• [Requirement] Reproduce every one of the records below word for word, in the same order.
--- Dataset ---
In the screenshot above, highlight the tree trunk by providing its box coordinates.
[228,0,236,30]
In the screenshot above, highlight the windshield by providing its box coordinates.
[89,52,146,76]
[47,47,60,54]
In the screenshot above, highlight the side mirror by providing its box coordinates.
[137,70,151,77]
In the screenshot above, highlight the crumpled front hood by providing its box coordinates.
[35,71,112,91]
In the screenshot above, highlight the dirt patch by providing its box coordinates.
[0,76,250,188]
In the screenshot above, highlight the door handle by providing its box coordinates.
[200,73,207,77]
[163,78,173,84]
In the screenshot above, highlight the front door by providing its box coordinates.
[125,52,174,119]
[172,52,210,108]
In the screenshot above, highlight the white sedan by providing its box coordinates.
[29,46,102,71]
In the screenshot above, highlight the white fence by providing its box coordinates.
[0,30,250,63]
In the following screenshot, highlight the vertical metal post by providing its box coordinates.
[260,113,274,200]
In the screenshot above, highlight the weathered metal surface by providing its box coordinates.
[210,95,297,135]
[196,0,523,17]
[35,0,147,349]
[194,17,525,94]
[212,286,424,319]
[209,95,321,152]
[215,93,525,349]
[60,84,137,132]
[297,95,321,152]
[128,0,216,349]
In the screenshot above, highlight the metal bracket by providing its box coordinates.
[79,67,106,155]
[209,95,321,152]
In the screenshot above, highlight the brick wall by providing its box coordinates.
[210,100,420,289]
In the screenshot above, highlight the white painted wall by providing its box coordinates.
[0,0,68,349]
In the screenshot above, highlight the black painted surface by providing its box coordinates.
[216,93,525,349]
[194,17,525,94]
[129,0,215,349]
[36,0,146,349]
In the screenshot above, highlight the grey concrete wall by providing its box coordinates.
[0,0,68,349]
---
• [Task answer]
In the screenshot above, highlight the tree trunk by providing its box coordinates.
[228,0,236,30]
In the screenshot above, highlight the windshield by providing its box coordinates.
[89,52,146,76]
[47,47,60,54]
In the screenshot above, highlight the side mirror by providing its box coordinates.
[137,70,151,77]
In the screenshot above, highlight the crumpled front hood by providing its box coordinates.
[35,71,112,91]
In the screenshot above, highlight the dirt patch by providing its box coordinates.
[0,76,250,188]
In the screenshot above, highlight the door handle by providing its box coordinates.
[200,73,207,77]
[163,78,173,84]
In the screenshot above, highlight the front door by providing its box coordinates.
[125,52,174,119]
[172,52,210,108]
In the screenshot above, highlight the white sedan by providing its box coordinates.
[29,46,102,71]
In the screenshot above, highlight the white fence by providing its box coordinates.
[0,30,250,63]
In the following screenshot, highlight the vertical metal post by providing its box coordinates.
[260,113,274,200]
In the screenshot above, highlight the weathered metal surface by providing its box coordinates.
[210,95,297,135]
[196,0,523,17]
[35,0,147,349]
[194,17,525,94]
[212,286,424,319]
[209,95,321,152]
[215,93,525,349]
[60,84,137,132]
[297,95,321,152]
[128,0,216,349]
In the screenshot above, highlight the metal bracket by providing its box coordinates.
[79,67,106,155]
[209,95,321,152]
In the screenshot above, highlight the brick wall by providing its box coordinates.
[210,100,420,289]
In the screenshot above, highlight the white painted wall by providing its box coordinates.
[0,0,68,349]
In the screenshot above, highlight the black painted surface by providing its box coordinates.
[216,93,525,349]
[194,17,525,94]
[129,0,215,349]
[36,0,146,349]
In the screenshot above, highlight the grey concrete wall by providing its box coordinates.
[0,0,68,349]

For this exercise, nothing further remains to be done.